(Beginning of SOURCE DATA)

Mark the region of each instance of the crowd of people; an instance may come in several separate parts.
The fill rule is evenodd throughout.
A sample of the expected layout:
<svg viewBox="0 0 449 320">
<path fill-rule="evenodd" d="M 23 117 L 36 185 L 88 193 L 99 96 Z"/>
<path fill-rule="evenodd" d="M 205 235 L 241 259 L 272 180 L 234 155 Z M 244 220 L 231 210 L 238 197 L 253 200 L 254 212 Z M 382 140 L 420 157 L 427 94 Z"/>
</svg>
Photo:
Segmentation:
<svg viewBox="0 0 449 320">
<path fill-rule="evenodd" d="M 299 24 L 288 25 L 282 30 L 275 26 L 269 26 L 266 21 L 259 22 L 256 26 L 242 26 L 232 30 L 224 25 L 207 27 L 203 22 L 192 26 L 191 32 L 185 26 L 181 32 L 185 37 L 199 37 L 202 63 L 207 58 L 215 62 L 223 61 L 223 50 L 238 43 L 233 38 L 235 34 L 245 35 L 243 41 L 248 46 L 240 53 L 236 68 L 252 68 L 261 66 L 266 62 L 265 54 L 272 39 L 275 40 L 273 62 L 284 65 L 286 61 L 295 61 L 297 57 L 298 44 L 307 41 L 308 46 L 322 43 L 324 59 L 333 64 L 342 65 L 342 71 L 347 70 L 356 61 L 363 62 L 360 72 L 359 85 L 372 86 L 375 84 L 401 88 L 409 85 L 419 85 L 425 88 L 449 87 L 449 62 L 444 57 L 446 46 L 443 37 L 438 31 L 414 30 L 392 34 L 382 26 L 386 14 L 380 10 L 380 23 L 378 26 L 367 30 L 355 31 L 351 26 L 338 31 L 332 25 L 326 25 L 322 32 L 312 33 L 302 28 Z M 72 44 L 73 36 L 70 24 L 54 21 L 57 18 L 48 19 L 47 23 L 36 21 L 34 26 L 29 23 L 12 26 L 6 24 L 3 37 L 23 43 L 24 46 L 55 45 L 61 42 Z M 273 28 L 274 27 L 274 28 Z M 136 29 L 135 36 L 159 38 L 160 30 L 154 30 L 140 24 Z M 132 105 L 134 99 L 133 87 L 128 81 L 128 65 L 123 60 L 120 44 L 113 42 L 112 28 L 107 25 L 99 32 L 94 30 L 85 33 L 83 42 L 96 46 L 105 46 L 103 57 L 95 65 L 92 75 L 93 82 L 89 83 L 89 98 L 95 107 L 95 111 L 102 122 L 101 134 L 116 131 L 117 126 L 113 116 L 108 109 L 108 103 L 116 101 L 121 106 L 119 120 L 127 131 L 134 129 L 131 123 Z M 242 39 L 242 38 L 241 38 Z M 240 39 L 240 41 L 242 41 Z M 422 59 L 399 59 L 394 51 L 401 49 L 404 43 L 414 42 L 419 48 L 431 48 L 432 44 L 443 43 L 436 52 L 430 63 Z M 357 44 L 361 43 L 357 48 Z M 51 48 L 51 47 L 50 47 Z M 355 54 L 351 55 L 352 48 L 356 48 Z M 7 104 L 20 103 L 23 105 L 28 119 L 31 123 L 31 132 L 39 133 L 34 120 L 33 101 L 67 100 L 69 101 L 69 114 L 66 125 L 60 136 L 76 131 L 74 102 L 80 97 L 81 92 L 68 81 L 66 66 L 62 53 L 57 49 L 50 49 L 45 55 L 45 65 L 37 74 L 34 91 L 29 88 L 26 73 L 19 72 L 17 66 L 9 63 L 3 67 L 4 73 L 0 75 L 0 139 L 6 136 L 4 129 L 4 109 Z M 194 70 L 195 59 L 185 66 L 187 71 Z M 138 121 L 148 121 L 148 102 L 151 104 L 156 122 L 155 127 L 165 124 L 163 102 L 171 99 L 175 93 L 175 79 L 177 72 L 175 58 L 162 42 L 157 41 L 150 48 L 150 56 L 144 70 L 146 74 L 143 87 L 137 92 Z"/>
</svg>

(End of SOURCE DATA)

- REQUIRED ACTION
The answer should be an exact copy of the lines from the first line of the data through the line with "23 117 L 36" and should contain nothing else.

- REPLY
Mark the region of each instance of the crowd of people; an instance may come in several separate parts.
The fill rule is evenodd throughout.
A sample of the expected layout:
<svg viewBox="0 0 449 320">
<path fill-rule="evenodd" d="M 23 117 L 36 185 L 88 193 L 99 96 Z"/>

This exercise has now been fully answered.